_Your task_. What you give back should be exactly the opening lines of the data, ending with the line that contains "Query: breast pocket" and including it.

_Material provided_.
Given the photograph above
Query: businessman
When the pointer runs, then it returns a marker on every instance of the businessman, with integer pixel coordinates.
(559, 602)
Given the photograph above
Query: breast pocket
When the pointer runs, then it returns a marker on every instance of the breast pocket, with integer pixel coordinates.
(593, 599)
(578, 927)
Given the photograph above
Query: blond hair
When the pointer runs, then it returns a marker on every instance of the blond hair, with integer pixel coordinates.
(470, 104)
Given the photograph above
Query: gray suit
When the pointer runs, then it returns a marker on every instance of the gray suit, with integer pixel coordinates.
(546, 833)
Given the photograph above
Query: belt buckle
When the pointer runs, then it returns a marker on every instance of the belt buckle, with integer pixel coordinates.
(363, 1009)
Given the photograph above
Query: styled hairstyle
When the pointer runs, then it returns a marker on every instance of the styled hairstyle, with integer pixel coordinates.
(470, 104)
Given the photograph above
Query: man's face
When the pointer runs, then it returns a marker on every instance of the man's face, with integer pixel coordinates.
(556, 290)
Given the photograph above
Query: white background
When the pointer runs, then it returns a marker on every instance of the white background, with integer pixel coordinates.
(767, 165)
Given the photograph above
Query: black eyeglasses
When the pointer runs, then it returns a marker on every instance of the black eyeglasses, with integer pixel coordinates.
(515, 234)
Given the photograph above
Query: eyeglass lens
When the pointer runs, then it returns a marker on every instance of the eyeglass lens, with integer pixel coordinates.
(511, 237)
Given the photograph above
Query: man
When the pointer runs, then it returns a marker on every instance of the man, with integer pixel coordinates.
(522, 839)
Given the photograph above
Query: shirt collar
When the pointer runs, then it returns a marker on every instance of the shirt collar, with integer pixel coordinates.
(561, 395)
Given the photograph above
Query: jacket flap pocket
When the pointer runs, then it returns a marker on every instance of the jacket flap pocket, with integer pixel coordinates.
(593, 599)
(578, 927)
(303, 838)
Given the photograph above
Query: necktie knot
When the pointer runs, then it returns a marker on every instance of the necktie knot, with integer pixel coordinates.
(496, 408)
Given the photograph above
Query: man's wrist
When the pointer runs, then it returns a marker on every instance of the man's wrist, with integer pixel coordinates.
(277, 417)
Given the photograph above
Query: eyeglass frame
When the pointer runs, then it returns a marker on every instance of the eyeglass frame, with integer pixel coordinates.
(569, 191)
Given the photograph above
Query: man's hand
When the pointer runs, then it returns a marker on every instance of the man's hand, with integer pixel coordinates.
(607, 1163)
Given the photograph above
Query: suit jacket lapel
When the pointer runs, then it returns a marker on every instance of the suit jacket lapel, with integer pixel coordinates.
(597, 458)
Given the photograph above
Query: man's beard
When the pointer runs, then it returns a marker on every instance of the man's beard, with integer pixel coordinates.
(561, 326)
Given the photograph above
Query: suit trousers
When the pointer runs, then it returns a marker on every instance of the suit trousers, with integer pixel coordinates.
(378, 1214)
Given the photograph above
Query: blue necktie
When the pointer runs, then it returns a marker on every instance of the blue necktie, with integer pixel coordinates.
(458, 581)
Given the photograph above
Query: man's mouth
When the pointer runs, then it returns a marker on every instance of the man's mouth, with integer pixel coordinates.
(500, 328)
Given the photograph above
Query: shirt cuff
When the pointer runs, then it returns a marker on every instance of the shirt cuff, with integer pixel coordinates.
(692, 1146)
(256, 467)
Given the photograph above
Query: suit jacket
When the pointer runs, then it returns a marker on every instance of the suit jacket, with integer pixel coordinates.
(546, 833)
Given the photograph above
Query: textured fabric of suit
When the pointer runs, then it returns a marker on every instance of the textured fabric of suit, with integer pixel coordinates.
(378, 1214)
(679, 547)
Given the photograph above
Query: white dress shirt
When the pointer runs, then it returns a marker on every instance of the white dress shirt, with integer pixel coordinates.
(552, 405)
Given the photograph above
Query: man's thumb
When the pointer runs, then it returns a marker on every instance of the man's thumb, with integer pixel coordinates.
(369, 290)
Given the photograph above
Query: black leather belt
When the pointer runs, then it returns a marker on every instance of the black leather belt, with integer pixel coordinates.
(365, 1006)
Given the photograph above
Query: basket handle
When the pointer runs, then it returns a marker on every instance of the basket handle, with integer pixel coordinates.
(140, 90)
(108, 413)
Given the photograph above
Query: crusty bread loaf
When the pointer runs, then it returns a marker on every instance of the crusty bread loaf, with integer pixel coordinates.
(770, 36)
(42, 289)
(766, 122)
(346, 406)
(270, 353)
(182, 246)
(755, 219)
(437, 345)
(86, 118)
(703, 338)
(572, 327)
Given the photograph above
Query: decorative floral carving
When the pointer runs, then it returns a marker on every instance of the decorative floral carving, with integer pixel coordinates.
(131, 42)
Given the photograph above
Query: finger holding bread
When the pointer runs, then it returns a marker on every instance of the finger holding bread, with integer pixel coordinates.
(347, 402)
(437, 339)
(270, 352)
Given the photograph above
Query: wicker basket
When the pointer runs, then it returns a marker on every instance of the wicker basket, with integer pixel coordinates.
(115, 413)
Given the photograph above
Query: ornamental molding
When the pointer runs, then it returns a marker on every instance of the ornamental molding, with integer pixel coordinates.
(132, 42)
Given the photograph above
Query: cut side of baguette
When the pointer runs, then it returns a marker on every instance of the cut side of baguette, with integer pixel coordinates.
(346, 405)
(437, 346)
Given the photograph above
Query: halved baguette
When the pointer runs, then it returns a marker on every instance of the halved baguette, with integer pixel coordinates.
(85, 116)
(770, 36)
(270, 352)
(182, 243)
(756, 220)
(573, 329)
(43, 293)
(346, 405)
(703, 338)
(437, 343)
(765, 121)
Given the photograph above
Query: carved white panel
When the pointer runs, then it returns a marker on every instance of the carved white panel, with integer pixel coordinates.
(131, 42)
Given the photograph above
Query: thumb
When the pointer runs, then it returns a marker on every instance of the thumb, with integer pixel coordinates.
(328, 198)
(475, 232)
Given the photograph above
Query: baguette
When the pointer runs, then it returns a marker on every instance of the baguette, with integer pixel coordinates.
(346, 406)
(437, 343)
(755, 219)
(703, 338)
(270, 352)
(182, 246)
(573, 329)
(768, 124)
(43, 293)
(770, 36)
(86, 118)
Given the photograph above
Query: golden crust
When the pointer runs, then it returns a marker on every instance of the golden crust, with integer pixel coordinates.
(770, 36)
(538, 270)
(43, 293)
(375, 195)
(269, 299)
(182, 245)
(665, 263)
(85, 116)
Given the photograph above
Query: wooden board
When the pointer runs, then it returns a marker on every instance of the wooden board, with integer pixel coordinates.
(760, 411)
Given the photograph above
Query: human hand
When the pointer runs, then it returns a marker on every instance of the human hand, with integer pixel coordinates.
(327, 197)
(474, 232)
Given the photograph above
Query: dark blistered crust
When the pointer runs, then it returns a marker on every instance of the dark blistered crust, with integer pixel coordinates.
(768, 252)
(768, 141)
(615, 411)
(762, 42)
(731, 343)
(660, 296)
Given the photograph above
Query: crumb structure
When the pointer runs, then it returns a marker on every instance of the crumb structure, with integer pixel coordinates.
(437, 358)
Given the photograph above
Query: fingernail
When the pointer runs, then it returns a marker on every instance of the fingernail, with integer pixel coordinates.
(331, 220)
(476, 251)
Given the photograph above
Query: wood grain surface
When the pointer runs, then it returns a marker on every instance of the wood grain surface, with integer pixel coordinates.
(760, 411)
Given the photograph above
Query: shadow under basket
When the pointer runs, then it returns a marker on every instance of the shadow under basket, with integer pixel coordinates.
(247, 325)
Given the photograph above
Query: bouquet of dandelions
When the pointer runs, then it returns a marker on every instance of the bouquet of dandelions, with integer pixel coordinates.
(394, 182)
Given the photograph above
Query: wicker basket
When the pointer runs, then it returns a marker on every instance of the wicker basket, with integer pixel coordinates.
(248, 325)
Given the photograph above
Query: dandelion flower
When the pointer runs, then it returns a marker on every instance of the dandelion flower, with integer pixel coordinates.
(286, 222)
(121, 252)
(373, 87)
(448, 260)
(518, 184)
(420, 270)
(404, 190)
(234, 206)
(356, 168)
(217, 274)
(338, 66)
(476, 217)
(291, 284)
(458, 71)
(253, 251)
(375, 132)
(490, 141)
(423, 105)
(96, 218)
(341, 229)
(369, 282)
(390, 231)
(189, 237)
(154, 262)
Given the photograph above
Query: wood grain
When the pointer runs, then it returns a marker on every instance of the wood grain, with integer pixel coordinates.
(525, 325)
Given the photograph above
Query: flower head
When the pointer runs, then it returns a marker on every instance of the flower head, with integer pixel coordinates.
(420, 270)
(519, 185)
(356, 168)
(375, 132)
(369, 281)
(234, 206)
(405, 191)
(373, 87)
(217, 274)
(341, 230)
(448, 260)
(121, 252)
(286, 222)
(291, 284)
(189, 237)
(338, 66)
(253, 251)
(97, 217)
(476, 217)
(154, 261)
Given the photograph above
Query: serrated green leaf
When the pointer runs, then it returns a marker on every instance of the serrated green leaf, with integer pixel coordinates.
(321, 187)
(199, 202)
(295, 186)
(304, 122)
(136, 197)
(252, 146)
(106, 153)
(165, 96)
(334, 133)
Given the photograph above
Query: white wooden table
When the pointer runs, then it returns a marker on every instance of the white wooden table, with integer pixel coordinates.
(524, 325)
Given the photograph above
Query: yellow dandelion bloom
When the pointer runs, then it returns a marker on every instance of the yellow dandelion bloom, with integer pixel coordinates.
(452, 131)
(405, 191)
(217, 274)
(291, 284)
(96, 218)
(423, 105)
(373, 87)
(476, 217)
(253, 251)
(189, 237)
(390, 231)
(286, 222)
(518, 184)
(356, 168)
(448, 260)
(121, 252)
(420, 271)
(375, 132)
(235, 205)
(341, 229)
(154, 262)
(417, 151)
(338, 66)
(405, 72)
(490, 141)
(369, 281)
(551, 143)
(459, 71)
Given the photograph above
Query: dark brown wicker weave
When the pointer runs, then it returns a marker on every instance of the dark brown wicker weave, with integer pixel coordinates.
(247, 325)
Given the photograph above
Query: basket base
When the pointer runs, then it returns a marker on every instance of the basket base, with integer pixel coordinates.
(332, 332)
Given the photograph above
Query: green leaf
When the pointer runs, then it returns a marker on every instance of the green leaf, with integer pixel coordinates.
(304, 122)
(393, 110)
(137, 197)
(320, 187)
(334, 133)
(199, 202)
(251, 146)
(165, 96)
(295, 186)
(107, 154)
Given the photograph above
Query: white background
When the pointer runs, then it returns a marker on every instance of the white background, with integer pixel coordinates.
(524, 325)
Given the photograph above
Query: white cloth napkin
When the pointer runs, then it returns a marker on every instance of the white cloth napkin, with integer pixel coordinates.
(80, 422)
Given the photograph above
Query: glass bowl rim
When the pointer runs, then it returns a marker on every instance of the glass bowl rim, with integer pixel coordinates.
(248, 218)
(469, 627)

_Exercise output_.
Given the photograph above
Query: businessman
When the pointer runs, then it returns a marker on every instance of the businessman, with integer pixel coordinates.
(559, 602)
Given the photograph above
Query: breast pocket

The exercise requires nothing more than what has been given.